DATASET RECORDS: Begin

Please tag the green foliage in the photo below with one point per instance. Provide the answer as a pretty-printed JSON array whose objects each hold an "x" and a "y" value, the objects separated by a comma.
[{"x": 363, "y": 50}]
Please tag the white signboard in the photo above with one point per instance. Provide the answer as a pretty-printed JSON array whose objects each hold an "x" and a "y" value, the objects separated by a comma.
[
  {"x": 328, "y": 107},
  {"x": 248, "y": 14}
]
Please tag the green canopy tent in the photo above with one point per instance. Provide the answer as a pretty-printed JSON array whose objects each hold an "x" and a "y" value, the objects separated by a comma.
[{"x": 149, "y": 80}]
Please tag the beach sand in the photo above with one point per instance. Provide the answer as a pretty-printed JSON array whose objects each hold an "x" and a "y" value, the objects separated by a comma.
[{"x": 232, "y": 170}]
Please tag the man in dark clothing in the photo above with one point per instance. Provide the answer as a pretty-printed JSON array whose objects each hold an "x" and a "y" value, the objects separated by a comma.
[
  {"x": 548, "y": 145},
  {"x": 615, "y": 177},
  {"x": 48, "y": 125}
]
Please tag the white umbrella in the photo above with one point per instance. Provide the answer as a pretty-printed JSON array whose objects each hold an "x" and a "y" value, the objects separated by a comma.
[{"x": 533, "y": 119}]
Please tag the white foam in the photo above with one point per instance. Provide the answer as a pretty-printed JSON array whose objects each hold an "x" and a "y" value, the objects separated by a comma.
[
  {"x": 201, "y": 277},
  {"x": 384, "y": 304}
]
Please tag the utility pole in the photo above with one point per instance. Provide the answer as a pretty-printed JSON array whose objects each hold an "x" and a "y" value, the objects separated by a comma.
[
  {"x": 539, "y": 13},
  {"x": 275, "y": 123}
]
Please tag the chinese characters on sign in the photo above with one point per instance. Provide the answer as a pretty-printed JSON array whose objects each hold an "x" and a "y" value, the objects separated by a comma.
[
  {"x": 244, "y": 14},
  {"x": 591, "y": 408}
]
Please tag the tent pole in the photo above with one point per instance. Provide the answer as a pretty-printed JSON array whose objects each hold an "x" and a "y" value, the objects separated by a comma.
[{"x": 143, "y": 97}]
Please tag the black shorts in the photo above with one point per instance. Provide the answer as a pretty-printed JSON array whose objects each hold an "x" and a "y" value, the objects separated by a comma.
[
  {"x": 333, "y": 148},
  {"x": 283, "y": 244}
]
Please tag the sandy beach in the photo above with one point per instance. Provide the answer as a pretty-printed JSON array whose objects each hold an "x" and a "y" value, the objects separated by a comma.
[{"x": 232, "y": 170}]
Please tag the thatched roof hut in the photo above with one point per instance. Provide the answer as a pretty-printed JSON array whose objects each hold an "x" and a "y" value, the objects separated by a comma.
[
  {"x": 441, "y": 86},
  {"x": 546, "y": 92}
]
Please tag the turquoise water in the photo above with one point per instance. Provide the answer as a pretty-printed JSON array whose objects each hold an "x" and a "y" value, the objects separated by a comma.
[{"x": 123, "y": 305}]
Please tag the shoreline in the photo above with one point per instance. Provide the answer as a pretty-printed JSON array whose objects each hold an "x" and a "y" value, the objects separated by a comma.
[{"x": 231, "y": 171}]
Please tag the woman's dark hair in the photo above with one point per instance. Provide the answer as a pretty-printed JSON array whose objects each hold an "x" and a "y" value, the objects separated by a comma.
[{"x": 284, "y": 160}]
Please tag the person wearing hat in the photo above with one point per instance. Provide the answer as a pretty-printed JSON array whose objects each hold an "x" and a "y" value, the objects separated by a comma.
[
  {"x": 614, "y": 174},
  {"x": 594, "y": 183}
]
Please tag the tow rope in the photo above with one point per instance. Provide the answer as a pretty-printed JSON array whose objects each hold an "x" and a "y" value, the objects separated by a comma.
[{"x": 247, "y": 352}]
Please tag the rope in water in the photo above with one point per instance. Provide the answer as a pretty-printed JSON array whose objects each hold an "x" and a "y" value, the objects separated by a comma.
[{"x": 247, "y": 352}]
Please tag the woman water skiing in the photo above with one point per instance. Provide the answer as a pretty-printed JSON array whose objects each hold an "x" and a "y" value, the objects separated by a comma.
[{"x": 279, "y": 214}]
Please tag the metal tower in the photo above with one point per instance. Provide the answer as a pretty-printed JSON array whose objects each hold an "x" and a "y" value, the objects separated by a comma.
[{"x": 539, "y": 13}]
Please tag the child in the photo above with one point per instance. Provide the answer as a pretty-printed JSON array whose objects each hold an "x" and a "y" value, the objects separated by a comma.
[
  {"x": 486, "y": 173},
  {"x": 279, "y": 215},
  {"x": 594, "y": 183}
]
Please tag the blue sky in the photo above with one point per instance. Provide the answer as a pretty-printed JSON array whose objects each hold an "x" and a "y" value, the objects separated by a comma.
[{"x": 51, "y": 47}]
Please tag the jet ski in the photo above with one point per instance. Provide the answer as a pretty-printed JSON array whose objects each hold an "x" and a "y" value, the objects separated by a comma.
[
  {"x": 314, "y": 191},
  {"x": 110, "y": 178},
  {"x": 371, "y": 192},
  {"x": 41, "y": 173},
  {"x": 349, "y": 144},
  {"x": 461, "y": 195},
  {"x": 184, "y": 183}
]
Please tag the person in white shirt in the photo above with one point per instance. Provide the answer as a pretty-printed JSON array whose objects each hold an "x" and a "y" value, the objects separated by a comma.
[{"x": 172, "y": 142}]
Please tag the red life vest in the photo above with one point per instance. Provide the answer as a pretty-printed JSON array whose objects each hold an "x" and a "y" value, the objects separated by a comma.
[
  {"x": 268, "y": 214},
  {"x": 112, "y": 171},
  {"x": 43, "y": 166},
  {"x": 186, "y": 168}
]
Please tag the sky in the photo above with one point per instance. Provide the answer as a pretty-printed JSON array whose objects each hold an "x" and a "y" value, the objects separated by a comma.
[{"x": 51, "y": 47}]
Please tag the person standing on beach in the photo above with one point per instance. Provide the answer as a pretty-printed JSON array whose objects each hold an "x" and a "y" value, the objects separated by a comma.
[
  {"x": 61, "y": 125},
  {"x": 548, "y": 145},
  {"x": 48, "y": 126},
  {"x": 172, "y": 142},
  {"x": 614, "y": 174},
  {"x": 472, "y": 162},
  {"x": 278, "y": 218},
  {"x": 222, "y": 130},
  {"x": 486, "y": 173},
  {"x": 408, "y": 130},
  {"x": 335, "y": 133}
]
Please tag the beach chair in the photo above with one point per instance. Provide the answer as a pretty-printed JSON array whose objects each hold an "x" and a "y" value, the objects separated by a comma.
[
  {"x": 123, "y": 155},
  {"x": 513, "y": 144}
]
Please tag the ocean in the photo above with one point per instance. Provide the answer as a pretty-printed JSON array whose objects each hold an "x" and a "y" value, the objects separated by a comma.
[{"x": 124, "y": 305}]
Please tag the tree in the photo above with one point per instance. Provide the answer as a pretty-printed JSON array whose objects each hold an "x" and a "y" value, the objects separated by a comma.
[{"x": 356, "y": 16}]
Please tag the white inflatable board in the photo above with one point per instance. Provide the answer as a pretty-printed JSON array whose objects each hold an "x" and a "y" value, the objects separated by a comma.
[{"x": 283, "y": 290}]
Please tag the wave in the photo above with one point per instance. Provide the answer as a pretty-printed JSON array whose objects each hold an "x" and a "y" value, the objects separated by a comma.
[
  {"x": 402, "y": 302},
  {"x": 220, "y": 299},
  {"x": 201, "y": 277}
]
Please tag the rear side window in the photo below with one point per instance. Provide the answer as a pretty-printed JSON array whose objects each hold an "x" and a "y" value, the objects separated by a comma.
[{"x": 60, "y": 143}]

DATASET RECORDS: End

REQUIREMENT | Each record above is to be reproduced verbatim.

TASK SOLUTION |
Please tag the green foliage in the photo below with one point per instance. Provide the answer as a pretty-printed JSON array whose objects each hold an "x" and a "y" value, the objects separated by a comma.
[{"x": 363, "y": 50}]
Please tag the white signboard in the photo above with one point per instance. Provide the answer as a pretty-printed JSON array whose objects each hold an "x" and a "y" value, the objects separated by a comma.
[
  {"x": 328, "y": 107},
  {"x": 248, "y": 14}
]
Please tag the green canopy tent in the photo above with one point per instance. Provide the answer as a pretty-printed JSON array whose objects each hold an "x" and a "y" value, the objects separated by a comma.
[{"x": 149, "y": 80}]
Please tag the beach sand in the photo above with one point per instance. Provide the answer as a pretty-printed JSON array whose objects each hold an "x" and a "y" value, the objects separated by a comma.
[{"x": 232, "y": 170}]
Please tag the man in dark clothing in the photo above with one point per instance. Provide the answer as a pretty-printed JSON array whose objects each hold an "x" and a "y" value, the objects separated by a comma.
[
  {"x": 548, "y": 145},
  {"x": 615, "y": 177},
  {"x": 48, "y": 125}
]
Please tag the white umbrella in the photo above with one point per instance. Provide the answer as a pretty-printed JSON array whose objects each hold an "x" and a "y" value, the objects separated by a comma.
[{"x": 533, "y": 119}]
Please tag the white foam in the photo above with one point per instance. Provide the answer as a pretty-printed JSON array whose objects each hold an "x" and a "y" value, the objects separated by a comma.
[
  {"x": 201, "y": 277},
  {"x": 384, "y": 304}
]
Please tag the utility pole in the photo above with one point per instance. Provide the answer as a pretty-printed JSON array whose objects each hold an "x" and a "y" value, the objects separated by a comma.
[
  {"x": 539, "y": 13},
  {"x": 275, "y": 123}
]
Please tag the chinese characters on sign in the photo above with one point per instance. Provide the answer as a pretty-printed JSON array whose objects each hold an "x" and a "y" value, the objects separated by a comma.
[
  {"x": 244, "y": 14},
  {"x": 591, "y": 408}
]
Please tag the tent pole in the photo above with one point per instance. Provide the answer as a pretty-printed JSON array whose objects each hold an "x" and a "y" value, the objects separated by a comma.
[{"x": 143, "y": 97}]
Please tag the black shorts in the photo above with one point per instance. Provide the answer as a pretty-printed JSON array whose objects each hold an "x" and a "y" value, the objects separated by a comma.
[
  {"x": 333, "y": 148},
  {"x": 283, "y": 244}
]
Please tag the sandy beach in the photo above with one point per instance. Provide the answer as a pretty-printed JSON array whose objects each hold an "x" and a "y" value, the objects separated by a comma.
[{"x": 232, "y": 170}]
Please tag the thatched roof hut in the photo above with one point per instance. Provide the answer as a pretty-printed JSON array whose objects each hold an "x" and a "y" value, the objects separated by a comma.
[
  {"x": 441, "y": 86},
  {"x": 546, "y": 92}
]
Please tag the turquoise water in the photo above with one point per instance. Provide the answer as a pretty-printed JSON array whose objects each hold an "x" and a "y" value, the objects separated by a comma.
[{"x": 123, "y": 305}]
Please tag the shoreline in the photo above with one point per instance. Provide the answer as a pretty-printed JSON array whose objects each hold an "x" and a "y" value, the objects separated by a comma.
[{"x": 231, "y": 171}]
Please tag the woman's dark hair in the photo above with one point per instance. Provide the answer as a pretty-printed JSON array whose objects each hold an "x" and a "y" value, the objects separated by a comma.
[{"x": 284, "y": 160}]
Please tag the person wearing hat in the photo above with one point per instance. Provide the answer as a pretty-printed JSON array whose objects each hold an "x" and a "y" value, the objects separated by a comma.
[
  {"x": 614, "y": 174},
  {"x": 594, "y": 183}
]
Please tag the tow rope in the photo above with one point per instance. Provide the answer as a pretty-printed JSON array whose objects each hold an "x" and a "y" value, the objects separated by a comma.
[{"x": 247, "y": 352}]
Please tag the rope in water in the photo above with one point per instance. Provide the answer as a pretty-printed JSON array whose objects each hold an "x" and a "y" value, the objects separated by a comma.
[{"x": 247, "y": 352}]
Please tag the woman water skiing in the photo above with one point per instance. Provide the answer as a pretty-printed JSON array whose objects each hold an "x" and a "y" value, the objects separated by a comma.
[{"x": 279, "y": 214}]
Please tag the metal tower in the photo above with one point per instance. Provide the answer as a pretty-printed JSON array whose objects each hold an "x" and a "y" value, the objects separated by a comma.
[{"x": 539, "y": 13}]
Please tag the child in the photo above with one point per instance. Provide the answer as a pretty-printed JSON array whose objects each hold an "x" and a "y" value, the objects separated by a comma.
[
  {"x": 486, "y": 173},
  {"x": 279, "y": 215},
  {"x": 594, "y": 183}
]
Please tag the blue sky in the photo above with one point per instance. Provide the answer as a pretty-printed JSON array whose objects each hold an "x" and a "y" value, the objects separated by a comma.
[{"x": 51, "y": 47}]
Please tag the jet ski in the photo above with one point per instance. Provide the answer as a pretty-printed JSON array whose objects each hold an "x" and a "y" value, the objects separated by a comma.
[
  {"x": 314, "y": 191},
  {"x": 110, "y": 178},
  {"x": 371, "y": 192},
  {"x": 41, "y": 173},
  {"x": 349, "y": 144},
  {"x": 461, "y": 195},
  {"x": 184, "y": 183}
]
Please tag the person in white shirt in the photo above with one point per instance. Provide the answer as a pretty-printed JSON array whose objects each hold an "x" and a "y" value, the objects separated by a comma.
[{"x": 172, "y": 142}]
Please tag the red life vest in the photo above with one point per instance. Provide the answer as a pretty-printed JSON array whose objects each hold an "x" and a "y" value, the objects separated by a comma.
[
  {"x": 268, "y": 214},
  {"x": 112, "y": 171},
  {"x": 43, "y": 166},
  {"x": 186, "y": 168}
]
Please tag the sky in the photo above with one point per instance. Provide the answer as a pretty-printed JSON array whose objects each hold an "x" and a "y" value, the objects separated by a comma.
[{"x": 51, "y": 47}]
Please tag the person standing on beach in the photo above with one point per instance. Provide the answer as a pretty-printed JSON array whose objects each hold an "x" and a "y" value, the objects separated by a comma.
[
  {"x": 61, "y": 125},
  {"x": 548, "y": 145},
  {"x": 48, "y": 126},
  {"x": 172, "y": 142},
  {"x": 614, "y": 174},
  {"x": 472, "y": 162},
  {"x": 278, "y": 218},
  {"x": 222, "y": 130},
  {"x": 486, "y": 173},
  {"x": 408, "y": 130},
  {"x": 335, "y": 133}
]
Please tag the beach chair in the photo above with one point per instance. Provide the answer as a pretty-printed JSON array whose objects each hold an "x" and a "y" value, the objects separated by a comma.
[
  {"x": 123, "y": 155},
  {"x": 513, "y": 144}
]
Please tag the ocean in the photo above with one point per instance. Provide the answer as a pretty-printed JSON array whose objects each hold an "x" and a "y" value, the objects separated by a comma.
[{"x": 124, "y": 305}]
Please tag the tree in the photo above with one point per instance. Provide the answer as a pretty-printed JSON array whose objects each hold an "x" and a "y" value, the objects separated by a comma.
[{"x": 356, "y": 16}]
Please tag the white inflatable board in the photo above with one point per instance. Provide the answer as a pretty-printed JSON array whose objects each hold an "x" and a "y" value, the objects separated by a comma.
[{"x": 283, "y": 290}]
Please tag the wave in the photo above with one point per instance. Provide the answer as a pretty-printed JSON array whose objects each hold an "x" and a "y" value, the objects separated by a comma.
[
  {"x": 402, "y": 302},
  {"x": 220, "y": 299},
  {"x": 201, "y": 277}
]
Please tag the rear side window in the photo below with one point per instance. Provide the answer as a pretty-printed JSON array whose objects each hold an "x" and a "y" value, the objects separated by a comma.
[{"x": 60, "y": 143}]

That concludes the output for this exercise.